● **Information**:
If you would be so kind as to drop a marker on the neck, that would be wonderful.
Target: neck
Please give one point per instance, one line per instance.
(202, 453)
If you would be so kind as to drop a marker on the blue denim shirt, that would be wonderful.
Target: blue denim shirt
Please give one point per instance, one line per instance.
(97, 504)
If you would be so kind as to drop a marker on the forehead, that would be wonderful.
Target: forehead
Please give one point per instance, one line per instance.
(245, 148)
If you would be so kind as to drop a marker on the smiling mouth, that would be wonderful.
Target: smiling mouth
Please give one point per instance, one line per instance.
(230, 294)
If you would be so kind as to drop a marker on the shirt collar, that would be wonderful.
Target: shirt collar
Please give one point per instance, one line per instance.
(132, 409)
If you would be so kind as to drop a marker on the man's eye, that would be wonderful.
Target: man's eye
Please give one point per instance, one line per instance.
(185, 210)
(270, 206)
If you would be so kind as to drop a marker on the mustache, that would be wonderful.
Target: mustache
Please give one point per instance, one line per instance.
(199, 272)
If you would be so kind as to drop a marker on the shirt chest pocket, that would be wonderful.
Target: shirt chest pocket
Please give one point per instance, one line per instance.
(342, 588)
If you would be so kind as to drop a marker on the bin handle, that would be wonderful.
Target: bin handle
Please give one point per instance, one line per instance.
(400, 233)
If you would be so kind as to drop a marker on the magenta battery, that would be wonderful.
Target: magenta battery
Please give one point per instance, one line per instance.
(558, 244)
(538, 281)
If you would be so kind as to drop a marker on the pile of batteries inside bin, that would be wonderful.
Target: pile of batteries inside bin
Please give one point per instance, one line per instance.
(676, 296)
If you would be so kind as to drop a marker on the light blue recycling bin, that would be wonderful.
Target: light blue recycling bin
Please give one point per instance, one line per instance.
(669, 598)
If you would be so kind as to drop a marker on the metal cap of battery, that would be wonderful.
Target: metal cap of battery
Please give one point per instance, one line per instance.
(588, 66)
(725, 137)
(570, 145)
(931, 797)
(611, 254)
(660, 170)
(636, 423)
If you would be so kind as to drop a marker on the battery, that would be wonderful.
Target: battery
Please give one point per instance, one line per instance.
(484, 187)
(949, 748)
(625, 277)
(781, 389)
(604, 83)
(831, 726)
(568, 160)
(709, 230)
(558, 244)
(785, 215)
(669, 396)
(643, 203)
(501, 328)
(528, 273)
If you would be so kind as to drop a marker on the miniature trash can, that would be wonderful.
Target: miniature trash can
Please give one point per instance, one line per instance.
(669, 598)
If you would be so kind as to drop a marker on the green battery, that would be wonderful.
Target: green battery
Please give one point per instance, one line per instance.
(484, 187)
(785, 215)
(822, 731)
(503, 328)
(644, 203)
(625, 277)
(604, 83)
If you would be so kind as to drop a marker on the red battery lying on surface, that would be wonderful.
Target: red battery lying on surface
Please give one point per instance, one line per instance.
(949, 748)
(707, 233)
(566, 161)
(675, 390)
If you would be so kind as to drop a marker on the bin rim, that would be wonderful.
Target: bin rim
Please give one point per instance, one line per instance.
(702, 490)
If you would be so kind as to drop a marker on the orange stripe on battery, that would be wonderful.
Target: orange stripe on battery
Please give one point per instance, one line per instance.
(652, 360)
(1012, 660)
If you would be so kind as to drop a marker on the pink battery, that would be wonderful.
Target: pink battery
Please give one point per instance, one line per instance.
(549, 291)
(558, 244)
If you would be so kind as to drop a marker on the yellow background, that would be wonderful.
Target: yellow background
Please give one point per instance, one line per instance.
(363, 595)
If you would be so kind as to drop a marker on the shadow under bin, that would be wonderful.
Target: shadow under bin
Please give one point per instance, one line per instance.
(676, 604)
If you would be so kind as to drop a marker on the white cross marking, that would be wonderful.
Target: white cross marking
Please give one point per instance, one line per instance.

● **Task details**: From the data, report how many lines hold "neck", leaving out any other words.

● **Reply to the task**: 2